**TO DO**
Repeat every line of the items below, switching "POST /point" to "PUT /point" and changing nothing else.

Data items
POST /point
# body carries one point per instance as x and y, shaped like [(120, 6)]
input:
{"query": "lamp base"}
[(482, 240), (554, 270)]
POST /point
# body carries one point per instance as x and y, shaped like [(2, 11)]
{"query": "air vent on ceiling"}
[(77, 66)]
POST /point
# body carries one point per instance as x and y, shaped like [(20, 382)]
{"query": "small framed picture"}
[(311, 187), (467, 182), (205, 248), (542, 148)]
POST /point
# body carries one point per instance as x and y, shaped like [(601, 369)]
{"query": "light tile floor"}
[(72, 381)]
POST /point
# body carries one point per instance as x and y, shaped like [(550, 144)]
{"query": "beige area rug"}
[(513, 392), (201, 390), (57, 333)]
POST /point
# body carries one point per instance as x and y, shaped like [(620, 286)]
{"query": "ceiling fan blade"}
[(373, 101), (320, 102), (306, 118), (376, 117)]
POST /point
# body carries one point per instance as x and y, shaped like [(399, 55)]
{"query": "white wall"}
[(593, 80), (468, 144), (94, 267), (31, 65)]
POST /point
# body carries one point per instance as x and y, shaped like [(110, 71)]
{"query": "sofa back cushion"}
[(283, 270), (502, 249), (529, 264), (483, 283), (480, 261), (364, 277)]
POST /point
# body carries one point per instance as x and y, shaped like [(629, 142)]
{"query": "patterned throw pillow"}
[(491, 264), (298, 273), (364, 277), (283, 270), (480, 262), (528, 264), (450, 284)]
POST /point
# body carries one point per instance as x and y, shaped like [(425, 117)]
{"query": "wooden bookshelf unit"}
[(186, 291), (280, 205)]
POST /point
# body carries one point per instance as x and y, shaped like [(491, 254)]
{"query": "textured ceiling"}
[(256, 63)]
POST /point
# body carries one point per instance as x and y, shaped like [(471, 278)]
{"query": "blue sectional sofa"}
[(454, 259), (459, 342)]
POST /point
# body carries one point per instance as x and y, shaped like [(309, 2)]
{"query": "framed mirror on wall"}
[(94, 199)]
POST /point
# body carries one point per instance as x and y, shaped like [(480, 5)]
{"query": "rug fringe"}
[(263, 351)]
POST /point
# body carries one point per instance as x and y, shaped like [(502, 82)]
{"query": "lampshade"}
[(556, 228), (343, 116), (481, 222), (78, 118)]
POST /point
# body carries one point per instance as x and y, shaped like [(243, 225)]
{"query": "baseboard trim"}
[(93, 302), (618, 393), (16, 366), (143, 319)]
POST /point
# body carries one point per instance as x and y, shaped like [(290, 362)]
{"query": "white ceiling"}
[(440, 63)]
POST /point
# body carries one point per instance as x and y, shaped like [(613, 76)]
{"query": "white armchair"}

**SOLUTION**
PUT /point
# body carries one point per instance as x and y, shaped like [(120, 6)]
input:
{"query": "lamp base"}
[(482, 240), (554, 270)]
PUT /point
# body carries one point per instance as x and y, shaped like [(2, 11)]
{"query": "air vent on ceiling"}
[(77, 66)]
PUT /point
# body carries one point per instance as x and y, shaped like [(20, 382)]
{"query": "small framed picture"}
[(311, 187), (467, 182), (205, 248), (542, 148)]
PUT /point
# body carries one point per instance as x and y, shaped like [(601, 369)]
{"query": "light tile floor"}
[(72, 381)]
PUT /point
# body carries one point per instance as x and y, shaped like [(550, 144)]
{"query": "beige area rug"}
[(513, 392), (201, 390), (57, 333)]
PUT /point
# body carries one point per instance as x and y, shaped like [(620, 286)]
{"query": "ceiling fan blade"}
[(373, 101), (320, 102), (306, 118), (376, 117)]
PUT /point
# body carries one point per instance as x and y, shaped like [(399, 55)]
{"query": "white wall"}
[(593, 80), (468, 144), (94, 267), (31, 65)]
PUT /point
# body carries one point per instance as x and y, shaped like [(110, 71)]
{"query": "sofa back cushion"}
[(283, 270), (502, 249), (529, 264), (483, 283), (480, 261), (364, 277)]
PUT /point
# body carries one point per instance as x and y, shaped like [(629, 142)]
{"query": "patterned throw pillow"}
[(491, 264), (298, 273), (364, 277), (283, 270), (480, 262), (528, 264), (450, 284)]
PUT /point
# body carries one point per instance as x and y, shaped like [(425, 117)]
{"query": "wooden bookshelf unit"}
[(186, 291), (280, 205)]
PUT /point
# body carries one point per instance as x and y, shaped like [(491, 254)]
{"query": "textured ceiling"}
[(256, 63)]
PUT /point
# body carries one point per instance as x and y, shaped like [(471, 278)]
{"query": "blue sectional sofa"}
[(454, 259), (459, 342)]
PUT /point
# body carries one point per instance as x and y, shaped like [(309, 2)]
{"query": "framed mirror on wall"}
[(94, 199)]
PUT /point
# body carries one point per instance as x and y, shaped like [(480, 5)]
{"query": "rug fringe"}
[(263, 351)]
PUT /point
# body carries one point per instance as x and y, shaped like [(502, 82)]
{"query": "lampshade"}
[(556, 228), (343, 116), (481, 222), (78, 118)]
PUT /point
# body carries one point per instance as x and y, shaped like [(243, 225)]
{"query": "baseboard trim"}
[(93, 302), (618, 393), (16, 366), (143, 319)]
PUT /point
# body carries one point per instance as x and y, shaped like [(290, 362)]
{"query": "white ceiling"}
[(440, 63)]
PUT /point
# body carries one point per instance as x and y, shaped like [(613, 76)]
{"query": "white armchair"}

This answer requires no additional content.